* SUPPLIED TEXT:
And I find that parental alienation
syndrome has passed the Frye test
in my courtroom, which is a Circuit
Court Courtroom in the Family Law
division, based on the evidence and
the argument before me. The evidence
and the argument before me, the testimony
and the CV of Dr. Gardner, together
with an excerpt of his writings. There
was also proffered an article from
the Florida Bar Journal which, quite
frankly, I read when it came out and
at the time I read it I placed some
credibility in it. I'm also impressed
by the fact that Dr. Gardner is cited
in the footnote in at least one of
the cases, I believe it's Schultz
vs. Schultz hang on a second. Off
the record a second. (There was a
discussion off the record.)
THE
COURT: It has also been proffered
that the state of Texas gives it credence
in its book of evidence and as Dr.
Warshak testified the-- I cannot cite
exactly the group, but it's some national
psychologist organization, cites it
approvingly and cites Dr. Gardner's
writings approvingly in its child
custody evaluation criteria.
Weighed
against that was the testimony of
Dr. Carter, who is a psychologist
who seems to have no national criteria
and whose opinion was bolstered by
Dr. Whyte. I know Dr. Whyte, I have
a very high opinion of Dr. Whyte's
capabilities and quite frankly, based
on their testimony I could see only
that there only seems to be some sort
of disciplinary turf battle between
psychologists and psychiatrists, and
just because psychologists don't approve
of the parental alienation syndrome
and because they cite that it's not
in the DSM-IV doesn't mean that his
test is not widely accepted in the
relevant scientific community of child
psychiatrists. Based on the evidence
before me I have every reason to believe
that it does.

* INFORMATION PROVIDED:

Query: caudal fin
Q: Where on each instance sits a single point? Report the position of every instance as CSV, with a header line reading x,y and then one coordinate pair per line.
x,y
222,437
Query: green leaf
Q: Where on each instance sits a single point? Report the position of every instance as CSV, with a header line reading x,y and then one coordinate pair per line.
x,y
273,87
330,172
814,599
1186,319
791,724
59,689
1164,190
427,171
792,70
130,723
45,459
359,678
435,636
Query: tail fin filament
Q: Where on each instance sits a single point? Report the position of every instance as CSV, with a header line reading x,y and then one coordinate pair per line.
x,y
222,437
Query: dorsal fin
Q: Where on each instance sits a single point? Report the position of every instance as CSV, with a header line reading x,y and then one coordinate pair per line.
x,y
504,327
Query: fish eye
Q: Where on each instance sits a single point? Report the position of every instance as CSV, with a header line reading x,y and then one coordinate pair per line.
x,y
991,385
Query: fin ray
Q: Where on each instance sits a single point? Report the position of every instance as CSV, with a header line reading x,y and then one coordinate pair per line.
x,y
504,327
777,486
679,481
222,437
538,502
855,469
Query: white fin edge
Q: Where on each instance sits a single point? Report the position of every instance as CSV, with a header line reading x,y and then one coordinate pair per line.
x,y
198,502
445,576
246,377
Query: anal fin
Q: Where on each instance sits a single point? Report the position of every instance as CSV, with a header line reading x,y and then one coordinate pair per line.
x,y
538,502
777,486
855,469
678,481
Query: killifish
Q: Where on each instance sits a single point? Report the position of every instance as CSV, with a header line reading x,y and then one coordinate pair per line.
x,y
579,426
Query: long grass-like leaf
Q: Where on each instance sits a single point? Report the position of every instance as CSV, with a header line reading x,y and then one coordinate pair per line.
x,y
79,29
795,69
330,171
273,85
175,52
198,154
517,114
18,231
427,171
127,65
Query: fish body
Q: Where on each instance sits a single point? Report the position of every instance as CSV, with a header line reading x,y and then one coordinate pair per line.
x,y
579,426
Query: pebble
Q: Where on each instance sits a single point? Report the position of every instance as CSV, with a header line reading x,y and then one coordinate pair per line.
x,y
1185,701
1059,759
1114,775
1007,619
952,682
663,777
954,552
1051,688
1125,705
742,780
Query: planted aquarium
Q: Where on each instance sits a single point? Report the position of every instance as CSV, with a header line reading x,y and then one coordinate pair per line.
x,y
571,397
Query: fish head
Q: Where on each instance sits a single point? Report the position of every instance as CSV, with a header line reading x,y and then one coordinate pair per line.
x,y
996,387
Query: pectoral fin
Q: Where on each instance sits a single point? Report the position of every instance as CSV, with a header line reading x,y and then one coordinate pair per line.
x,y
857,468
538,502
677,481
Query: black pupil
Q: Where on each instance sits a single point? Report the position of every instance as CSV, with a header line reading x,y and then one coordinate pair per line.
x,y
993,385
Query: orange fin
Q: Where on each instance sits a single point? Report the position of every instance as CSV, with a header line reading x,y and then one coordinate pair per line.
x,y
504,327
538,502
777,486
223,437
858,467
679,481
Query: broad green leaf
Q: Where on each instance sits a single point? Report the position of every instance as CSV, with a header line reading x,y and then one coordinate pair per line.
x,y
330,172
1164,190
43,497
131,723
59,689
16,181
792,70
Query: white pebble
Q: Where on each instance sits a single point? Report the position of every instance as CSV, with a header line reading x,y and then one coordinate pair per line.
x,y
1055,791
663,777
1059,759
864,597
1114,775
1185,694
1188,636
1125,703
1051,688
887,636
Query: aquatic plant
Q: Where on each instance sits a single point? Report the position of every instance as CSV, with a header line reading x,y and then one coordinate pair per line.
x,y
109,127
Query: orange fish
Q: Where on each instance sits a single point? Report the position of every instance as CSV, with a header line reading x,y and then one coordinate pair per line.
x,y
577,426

* INSTRUCTIONS:
[A] Print the portion of the court transcript starting with "Warshak testified the-- I" and going on through "custody evaluation criteria.", copied word for word.
[B] Using the court transcript, answer yes or no to each statement and quote the words that decide it: (i) The judge read the Florida Bar Journal article when it was published. (ii) Dr. Carter is described as a psychiatrist. (iii) The judge finds that parental alienation syndrome has passed the Frye test.
[C] Translate this sentence from the court transcript into Spanish: "Based on the evidence before me I have every reason to believe that it does."
The listing comes from a source separate from the court transcript.

* RESULTS OF THE EXERCISE:
[A]
Warshak testified the-- I cannot cite
exactly the group, but it's some national
psychologist organization, cites it
approvingly and cites Dr. Gardner's
writings approvingly in its child
custody evaluation criteria.

[B]
(i) Yes: "I read when it came out"
(ii) No: "Dr. Carter, who is a psychologist"
(iii) Yes: "parental alienation syndrome has passed the Frye test"

[C] Con base en las pruebas que tengo ante mí, tengo todas las razones para creer que así es.